* **PROVIDED DATA**:
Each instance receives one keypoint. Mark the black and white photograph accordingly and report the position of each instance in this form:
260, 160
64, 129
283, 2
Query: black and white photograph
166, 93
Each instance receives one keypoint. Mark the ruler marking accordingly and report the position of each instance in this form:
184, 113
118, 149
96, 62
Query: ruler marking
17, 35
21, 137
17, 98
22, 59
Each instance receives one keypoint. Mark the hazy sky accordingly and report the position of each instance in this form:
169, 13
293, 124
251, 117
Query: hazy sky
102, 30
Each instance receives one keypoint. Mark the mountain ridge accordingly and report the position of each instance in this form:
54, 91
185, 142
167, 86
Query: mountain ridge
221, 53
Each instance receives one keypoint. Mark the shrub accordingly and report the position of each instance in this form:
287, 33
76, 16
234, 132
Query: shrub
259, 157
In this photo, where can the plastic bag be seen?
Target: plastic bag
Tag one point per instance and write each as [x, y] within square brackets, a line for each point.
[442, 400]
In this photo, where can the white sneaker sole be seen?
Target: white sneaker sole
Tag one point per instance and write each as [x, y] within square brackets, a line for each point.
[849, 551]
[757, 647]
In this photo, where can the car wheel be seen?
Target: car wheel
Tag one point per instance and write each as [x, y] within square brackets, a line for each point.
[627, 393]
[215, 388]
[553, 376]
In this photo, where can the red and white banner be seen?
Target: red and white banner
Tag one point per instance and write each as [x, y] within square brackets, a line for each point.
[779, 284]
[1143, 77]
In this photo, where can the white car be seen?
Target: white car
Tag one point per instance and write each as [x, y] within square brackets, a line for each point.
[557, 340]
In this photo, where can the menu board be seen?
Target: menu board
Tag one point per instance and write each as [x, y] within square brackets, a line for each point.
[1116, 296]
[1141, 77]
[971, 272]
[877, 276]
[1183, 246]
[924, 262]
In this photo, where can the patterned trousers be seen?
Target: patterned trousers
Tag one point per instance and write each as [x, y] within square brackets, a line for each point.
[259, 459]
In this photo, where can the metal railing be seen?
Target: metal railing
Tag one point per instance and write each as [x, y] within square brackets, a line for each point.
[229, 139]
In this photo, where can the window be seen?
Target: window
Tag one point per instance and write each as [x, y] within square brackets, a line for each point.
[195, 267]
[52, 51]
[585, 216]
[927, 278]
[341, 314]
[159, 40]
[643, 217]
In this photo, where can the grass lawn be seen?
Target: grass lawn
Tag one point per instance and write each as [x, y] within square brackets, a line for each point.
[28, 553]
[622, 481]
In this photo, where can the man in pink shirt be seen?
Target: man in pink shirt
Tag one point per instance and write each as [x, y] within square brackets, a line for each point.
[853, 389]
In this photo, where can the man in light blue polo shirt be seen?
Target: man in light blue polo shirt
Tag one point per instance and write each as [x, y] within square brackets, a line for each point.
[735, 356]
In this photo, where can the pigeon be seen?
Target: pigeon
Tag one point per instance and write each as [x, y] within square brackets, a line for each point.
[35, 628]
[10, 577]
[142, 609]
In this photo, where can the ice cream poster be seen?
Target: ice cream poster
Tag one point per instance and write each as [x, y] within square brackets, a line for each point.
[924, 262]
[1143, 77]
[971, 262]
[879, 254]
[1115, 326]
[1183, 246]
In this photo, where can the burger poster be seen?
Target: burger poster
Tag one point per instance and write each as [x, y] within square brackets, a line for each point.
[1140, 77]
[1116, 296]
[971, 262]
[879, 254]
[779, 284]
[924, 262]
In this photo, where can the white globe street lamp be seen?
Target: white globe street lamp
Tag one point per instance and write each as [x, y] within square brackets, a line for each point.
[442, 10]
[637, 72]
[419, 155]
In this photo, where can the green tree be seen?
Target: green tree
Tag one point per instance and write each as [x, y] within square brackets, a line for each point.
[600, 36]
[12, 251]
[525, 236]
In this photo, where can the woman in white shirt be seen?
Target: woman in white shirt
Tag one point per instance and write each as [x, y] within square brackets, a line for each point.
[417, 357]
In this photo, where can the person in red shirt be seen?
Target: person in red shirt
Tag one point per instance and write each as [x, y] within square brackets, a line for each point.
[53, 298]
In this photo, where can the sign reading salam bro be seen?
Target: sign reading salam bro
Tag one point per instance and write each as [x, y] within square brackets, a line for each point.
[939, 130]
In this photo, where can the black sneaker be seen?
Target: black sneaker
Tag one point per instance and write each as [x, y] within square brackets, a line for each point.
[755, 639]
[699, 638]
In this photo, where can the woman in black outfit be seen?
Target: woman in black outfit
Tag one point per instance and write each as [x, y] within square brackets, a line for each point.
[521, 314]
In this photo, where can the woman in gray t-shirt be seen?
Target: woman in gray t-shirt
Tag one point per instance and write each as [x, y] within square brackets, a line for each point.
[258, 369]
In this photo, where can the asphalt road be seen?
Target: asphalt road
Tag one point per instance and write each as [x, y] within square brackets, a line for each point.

* **WHAT THIS TASK INVOLVES**: In the listing, return each line containing the string "salam".

* **SOLUTION FOR THIS PROBLEM**:
In this photo, where can the sign reading salam bro be seen?
Target: sign reading salam bro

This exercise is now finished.